= PROVIDED PASSAGE =
━━━━━━━━━━

Is that not the point the AI get their marching orders?
 
Great question! For me if it were Vanilla CiV my choice would be the French as their UA adds good early culture that you can use to go whichever way you needed to go.

As for DLC's I don't have the Pacific Islander DLC yet but I have the rest and would have to also go with Babylon, their UA sets up for great Scientific bonuses that can keep you in any kind of game and their UU can keep you safe early while you go about your victory.
 
Well, actually, a militaristic civ would be the best choice, if you ask me.
The most difficult victory condition is cultural, so at first a cultural civ would seem like a good choice, to even that out. But then again, if you take a civ geared towards culture, and he chooses a time victory, you are utterly screwed, because making sure that you win that way is basically a harder domination victory: you have to make sure that NO player wins before 2050... which may be particularly difficult if the map is random...

━━━━━━━━━━

= DATA EXTRACT =
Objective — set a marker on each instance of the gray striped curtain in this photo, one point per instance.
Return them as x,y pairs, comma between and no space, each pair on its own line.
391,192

━━━━━━━━━━

= TO DO =
In the forum discussion about Civ, which civ does one poster pick for vanilla Civ, and why?

= WRITTEN ANSWER =
The French, because their UA adds good early culture that can be used to go whichever way is needed.